Dataset entries:
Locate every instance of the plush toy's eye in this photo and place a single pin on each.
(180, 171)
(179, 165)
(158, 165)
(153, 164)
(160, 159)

• [The problem]
Every line of the data above is to be repeated exactly.

• [Answer for the task]
Locate every instance of the plush toy's eye in this photo and place a single pin on each.
(180, 171)
(179, 165)
(158, 165)
(153, 164)
(160, 159)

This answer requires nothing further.